Information provided:
┄┄┄┄┄┄┄┄┄┄┄┄┄┄┄┄┄┄┄┄
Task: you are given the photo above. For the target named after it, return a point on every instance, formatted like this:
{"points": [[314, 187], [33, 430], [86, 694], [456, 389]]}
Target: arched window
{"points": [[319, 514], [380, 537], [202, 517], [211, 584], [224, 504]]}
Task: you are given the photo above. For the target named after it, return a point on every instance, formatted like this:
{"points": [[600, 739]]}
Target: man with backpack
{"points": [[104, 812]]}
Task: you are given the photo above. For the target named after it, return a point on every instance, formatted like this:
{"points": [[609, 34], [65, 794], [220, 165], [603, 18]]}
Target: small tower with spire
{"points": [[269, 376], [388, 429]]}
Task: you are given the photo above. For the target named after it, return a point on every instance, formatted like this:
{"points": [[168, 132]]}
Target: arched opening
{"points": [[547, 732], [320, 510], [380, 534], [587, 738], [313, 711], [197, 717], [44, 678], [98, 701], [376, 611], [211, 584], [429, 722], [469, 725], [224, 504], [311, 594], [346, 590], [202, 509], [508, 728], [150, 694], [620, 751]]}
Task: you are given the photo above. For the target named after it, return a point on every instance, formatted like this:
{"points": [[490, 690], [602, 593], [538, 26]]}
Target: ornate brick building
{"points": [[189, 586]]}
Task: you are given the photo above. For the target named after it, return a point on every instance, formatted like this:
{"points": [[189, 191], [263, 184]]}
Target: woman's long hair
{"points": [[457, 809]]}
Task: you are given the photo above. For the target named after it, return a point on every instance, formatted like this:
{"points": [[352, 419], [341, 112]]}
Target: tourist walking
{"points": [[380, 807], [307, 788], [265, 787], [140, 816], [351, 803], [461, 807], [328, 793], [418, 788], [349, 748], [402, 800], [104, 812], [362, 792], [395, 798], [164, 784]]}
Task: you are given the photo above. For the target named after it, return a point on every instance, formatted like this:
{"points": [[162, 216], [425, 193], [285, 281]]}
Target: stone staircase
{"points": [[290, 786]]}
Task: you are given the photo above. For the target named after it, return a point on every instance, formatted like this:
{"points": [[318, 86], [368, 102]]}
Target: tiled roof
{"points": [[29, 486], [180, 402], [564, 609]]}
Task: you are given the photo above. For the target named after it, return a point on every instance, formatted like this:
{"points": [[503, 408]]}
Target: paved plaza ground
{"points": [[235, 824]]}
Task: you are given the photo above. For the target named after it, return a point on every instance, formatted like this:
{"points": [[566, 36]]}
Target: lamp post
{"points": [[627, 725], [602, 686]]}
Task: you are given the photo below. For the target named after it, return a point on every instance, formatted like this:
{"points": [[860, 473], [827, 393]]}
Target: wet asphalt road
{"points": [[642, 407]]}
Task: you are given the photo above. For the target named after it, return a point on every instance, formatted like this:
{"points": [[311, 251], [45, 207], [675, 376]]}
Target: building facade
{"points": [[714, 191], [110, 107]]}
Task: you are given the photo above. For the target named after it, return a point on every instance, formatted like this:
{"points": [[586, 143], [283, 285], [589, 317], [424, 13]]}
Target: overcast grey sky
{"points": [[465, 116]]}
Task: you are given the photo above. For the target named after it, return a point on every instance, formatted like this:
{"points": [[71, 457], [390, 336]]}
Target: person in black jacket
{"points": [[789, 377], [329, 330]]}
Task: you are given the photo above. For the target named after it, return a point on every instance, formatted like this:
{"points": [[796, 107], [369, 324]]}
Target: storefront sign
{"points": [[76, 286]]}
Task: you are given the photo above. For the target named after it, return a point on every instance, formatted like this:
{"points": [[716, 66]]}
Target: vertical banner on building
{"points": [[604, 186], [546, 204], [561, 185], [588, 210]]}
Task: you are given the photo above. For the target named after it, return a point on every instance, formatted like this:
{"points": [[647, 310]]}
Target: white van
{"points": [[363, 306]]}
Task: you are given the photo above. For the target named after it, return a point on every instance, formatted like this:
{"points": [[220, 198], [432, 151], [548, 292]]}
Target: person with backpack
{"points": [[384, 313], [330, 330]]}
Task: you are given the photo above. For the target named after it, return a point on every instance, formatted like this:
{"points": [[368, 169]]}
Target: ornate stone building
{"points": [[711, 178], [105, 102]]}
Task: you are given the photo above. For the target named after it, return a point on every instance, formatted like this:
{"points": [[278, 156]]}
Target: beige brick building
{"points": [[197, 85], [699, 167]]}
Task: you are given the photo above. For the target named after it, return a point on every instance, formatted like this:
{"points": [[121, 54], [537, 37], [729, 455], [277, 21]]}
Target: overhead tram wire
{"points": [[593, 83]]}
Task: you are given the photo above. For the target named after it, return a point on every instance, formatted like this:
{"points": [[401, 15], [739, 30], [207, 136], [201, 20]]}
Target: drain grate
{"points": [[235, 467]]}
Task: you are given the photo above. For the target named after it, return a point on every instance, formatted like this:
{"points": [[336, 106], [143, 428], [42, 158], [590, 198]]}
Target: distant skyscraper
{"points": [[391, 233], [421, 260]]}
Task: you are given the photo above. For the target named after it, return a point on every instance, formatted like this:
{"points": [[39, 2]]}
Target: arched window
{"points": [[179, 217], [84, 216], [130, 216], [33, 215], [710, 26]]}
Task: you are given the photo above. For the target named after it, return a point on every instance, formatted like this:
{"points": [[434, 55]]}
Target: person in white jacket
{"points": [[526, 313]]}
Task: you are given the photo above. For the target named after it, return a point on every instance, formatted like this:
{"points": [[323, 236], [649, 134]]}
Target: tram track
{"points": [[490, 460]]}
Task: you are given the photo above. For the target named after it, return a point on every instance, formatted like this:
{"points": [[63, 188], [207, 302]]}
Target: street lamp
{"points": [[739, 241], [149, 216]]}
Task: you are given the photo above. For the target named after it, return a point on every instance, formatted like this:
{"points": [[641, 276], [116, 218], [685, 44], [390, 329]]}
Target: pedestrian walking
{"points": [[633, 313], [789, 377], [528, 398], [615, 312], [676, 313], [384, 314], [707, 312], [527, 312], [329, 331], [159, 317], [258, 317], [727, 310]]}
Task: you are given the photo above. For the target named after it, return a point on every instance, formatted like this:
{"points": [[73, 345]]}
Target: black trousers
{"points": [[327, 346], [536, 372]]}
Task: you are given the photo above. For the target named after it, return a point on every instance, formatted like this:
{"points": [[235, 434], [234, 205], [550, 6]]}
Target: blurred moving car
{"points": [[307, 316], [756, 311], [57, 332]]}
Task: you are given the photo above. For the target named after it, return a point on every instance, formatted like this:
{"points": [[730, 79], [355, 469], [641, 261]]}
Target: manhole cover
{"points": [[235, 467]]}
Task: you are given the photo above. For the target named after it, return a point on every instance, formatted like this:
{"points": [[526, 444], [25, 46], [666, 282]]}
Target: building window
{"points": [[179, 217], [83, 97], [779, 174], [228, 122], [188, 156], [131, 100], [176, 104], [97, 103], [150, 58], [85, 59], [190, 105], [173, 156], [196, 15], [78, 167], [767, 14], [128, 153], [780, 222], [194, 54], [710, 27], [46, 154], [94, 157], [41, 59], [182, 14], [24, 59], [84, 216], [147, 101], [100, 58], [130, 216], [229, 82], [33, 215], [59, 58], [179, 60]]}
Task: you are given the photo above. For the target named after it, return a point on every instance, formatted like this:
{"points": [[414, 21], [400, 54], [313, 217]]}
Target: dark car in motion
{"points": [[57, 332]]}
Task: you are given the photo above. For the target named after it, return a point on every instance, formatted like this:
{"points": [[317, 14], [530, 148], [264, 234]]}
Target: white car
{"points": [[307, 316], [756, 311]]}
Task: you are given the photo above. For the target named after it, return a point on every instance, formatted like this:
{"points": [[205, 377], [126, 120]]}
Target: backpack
┄┄┄┄┄┄┄┄┄┄┄┄┄┄┄┄┄┄┄┄
Work required: Take the listing above and set it down exactly.

Task response:
Task: you are given the photo above. For the target named after it, return a point on every instance, formatted like this:
{"points": [[314, 187], [33, 430], [86, 694], [456, 389]]}
Target: arched window
{"points": [[319, 514], [380, 537], [202, 517], [211, 584], [224, 504]]}
Task: you are given the photo above. For the target named after it, return a point on every instance, formatted like this:
{"points": [[600, 739]]}
Target: man with backpack
{"points": [[104, 812]]}
Task: you are given the photo above. For the target named after it, return a point on every instance, formatted like this:
{"points": [[609, 34], [65, 794], [220, 165], [603, 18]]}
Target: small tower with spire
{"points": [[269, 376], [388, 429]]}
Task: you are given the photo above. For the target named after it, return a point on every instance, formatted like this:
{"points": [[168, 132]]}
Target: arched opening
{"points": [[547, 732], [320, 510], [380, 534], [587, 738], [313, 711], [197, 717], [44, 678], [98, 701], [376, 611], [211, 584], [429, 722], [469, 725], [224, 504], [311, 594], [346, 590], [202, 509], [508, 728], [150, 694], [620, 751]]}
Task: you are given the photo above. For the target named after it, return a point on every instance, formatted like this:
{"points": [[490, 690], [602, 593], [538, 26]]}
Target: ornate brick building
{"points": [[189, 586]]}
Task: you are given the photo above. For the target named after it, return a point on every instance, formatted like this:
{"points": [[189, 191], [263, 184]]}
Target: woman's long hair
{"points": [[457, 809]]}
Task: you are given the photo above. For the target named after it, return a point on every instance, formatted like this:
{"points": [[352, 419], [341, 112]]}
Target: tourist walking
{"points": [[380, 807], [307, 788], [265, 787], [140, 816], [351, 803], [461, 807], [328, 793], [418, 788], [349, 748], [402, 800], [104, 812], [362, 792], [395, 798], [164, 784]]}
Task: you are given the photo above. For the target named after it, return a point on every instance, formatted like this:
{"points": [[162, 216], [425, 193], [285, 281]]}
Target: stone staircase
{"points": [[290, 786]]}
Task: you are given the photo above. For the target named after it, return a point on every instance, formatted like this:
{"points": [[318, 86], [368, 102]]}
Target: tiled roof
{"points": [[29, 486], [180, 402], [564, 609]]}
Task: you are given the photo above. For the target named after it, return a point on every instance, formatted like this:
{"points": [[503, 408]]}
Target: paved plaza ground
{"points": [[235, 824]]}
Task: you are given the photo above. For the target named after it, return a point on every instance, formatted like this:
{"points": [[566, 36]]}
Target: lamp post
{"points": [[627, 725], [602, 686]]}
Task: you are given the photo below. For the target named after it, return a point on every instance, formatted like this:
{"points": [[860, 473], [827, 393]]}
Target: wet asphalt road
{"points": [[642, 407]]}
Task: you are given the photo above. For the target named after it, return a point on every instance, formatted like this:
{"points": [[311, 251], [45, 207], [675, 376]]}
Target: building facade
{"points": [[714, 191], [110, 107]]}
Task: you are given the photo above. For the target named after it, return a point on every instance, formatted like this:
{"points": [[586, 143], [283, 285], [589, 317], [424, 13]]}
Target: overcast grey sky
{"points": [[465, 116]]}
Task: you are given the photo above. For the target named after it, return a point on every instance, formatted like this:
{"points": [[71, 457], [390, 336]]}
Target: person in black jacket
{"points": [[789, 377], [329, 330]]}
Task: you are given the photo above. For the target named after it, return a point on every instance, formatted like this:
{"points": [[796, 107], [369, 324]]}
Target: storefront sign
{"points": [[76, 286]]}
Task: you are given the photo above. For the target named after it, return a point on every instance, formatted like this:
{"points": [[716, 66]]}
Target: vertical banner on building
{"points": [[604, 186], [546, 204], [561, 185], [588, 210]]}
Task: you are given the photo above. For the target named after it, return a point on every instance, formatted like this:
{"points": [[647, 310]]}
Target: white van
{"points": [[363, 306]]}
Task: you are given the photo above. For the target named after it, return a point on every instance, formatted like this:
{"points": [[220, 198], [432, 151], [548, 292]]}
Target: person with backpack
{"points": [[384, 313], [330, 330]]}
Task: you are given the photo above. For the target named after it, return a point on every instance, formatted like this:
{"points": [[368, 169]]}
Target: ornate stone building
{"points": [[711, 178], [105, 102]]}
Task: you are given the photo above. For the target named after it, return a point on every instance, formatted like this:
{"points": [[278, 156]]}
Target: beige brick building
{"points": [[197, 85], [699, 167]]}
Task: you are given the photo above. For the target named after it, return a point on every instance, formatted like this:
{"points": [[121, 54], [537, 37], [729, 455], [277, 21]]}
Target: overhead tram wire
{"points": [[593, 83]]}
Task: you are given the photo above. For the target named after it, return a point on every instance, formatted like this:
{"points": [[401, 15], [739, 30], [207, 136], [201, 20]]}
Target: drain grate
{"points": [[235, 467]]}
Task: you are given the photo above. For the target named after it, return a point on every instance, formatted like this:
{"points": [[336, 106], [143, 428], [42, 158], [590, 198]]}
Target: distant skyscraper
{"points": [[391, 233], [421, 260]]}
Task: you are given the photo above. For the target named after it, return a point on every instance, formatted like this:
{"points": [[39, 2]]}
Target: arched window
{"points": [[179, 217], [84, 216], [130, 216], [33, 215], [710, 26]]}
Task: you are given the photo above. For the target named after it, return a point on every instance, formatted like this:
{"points": [[434, 55]]}
Target: person in white jacket
{"points": [[526, 313]]}
Task: you are given the photo above. For the target named after it, return a point on every instance, formatted like this:
{"points": [[323, 236], [649, 134]]}
Target: tram track
{"points": [[490, 460]]}
Task: you are given the photo above. For the target named after it, return a point on every instance, formatted like this:
{"points": [[63, 188], [207, 302]]}
Target: street lamp
{"points": [[739, 241], [149, 216]]}
Task: you are given the photo above. For the target named after it, return a point on every instance, formatted like this:
{"points": [[641, 276], [116, 218], [685, 44], [390, 329]]}
Target: pedestrian walking
{"points": [[633, 313], [789, 377], [528, 398], [615, 312], [676, 313], [384, 314], [707, 312], [527, 312], [329, 331], [159, 317], [258, 317], [727, 310]]}
Task: you are given the photo above. For the target named after it, return a point on every instance, formatted like this:
{"points": [[73, 345]]}
Target: black trousers
{"points": [[327, 346], [536, 372]]}
Task: you are given the photo above. For the target named after it, return a point on every instance, formatted like this:
{"points": [[235, 434], [234, 205], [550, 6]]}
Target: blurred moving car
{"points": [[307, 316], [756, 311], [57, 332]]}
Task: you are given the photo above. For the target named after it, return a point on every instance, formatted like this:
{"points": [[730, 79], [355, 469], [641, 261]]}
Target: manhole cover
{"points": [[235, 467]]}
Task: you are given the photo above. For the target named after it, return a point on every instance, formatted like this:
{"points": [[526, 444], [25, 46], [666, 282]]}
Target: building window
{"points": [[179, 217], [83, 97], [779, 174], [228, 122], [188, 156], [131, 100], [176, 104], [97, 103], [150, 58], [85, 59], [190, 105], [173, 156], [196, 15], [78, 167], [767, 14], [128, 153], [780, 222], [194, 54], [710, 27], [46, 154], [94, 157], [41, 59], [182, 14], [24, 59], [84, 216], [147, 101], [100, 58], [130, 216], [229, 82], [33, 215], [59, 58], [179, 60]]}
Task: you are given the photo above. For the target named after it, return a point on every instance, formatted like this:
{"points": [[414, 21], [400, 54], [313, 217]]}
Target: dark car in motion
{"points": [[57, 332]]}
Task: you are given the photo above. For the target named after it, return a point on every instance, formatted like this:
{"points": [[317, 14], [530, 148], [264, 234]]}
Target: white car
{"points": [[307, 316], [756, 311]]}
Task: you are given the photo above. For the target named after it, return a point on every instance, formatted like this:
{"points": [[205, 377], [126, 120]]}
Target: backpack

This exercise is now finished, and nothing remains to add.